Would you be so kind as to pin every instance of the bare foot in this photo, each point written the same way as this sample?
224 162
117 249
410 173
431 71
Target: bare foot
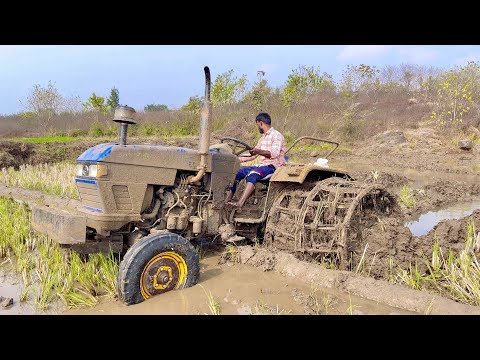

BRIEF >> All of the material above is to be retyped exactly, with no pictures included.

ANSWER TO THIS TASK >>
Would you be so kind as to pin every instance of the bare foot in this photo, each point written the same way as this sample?
224 162
117 249
410 173
431 71
Target: bare foot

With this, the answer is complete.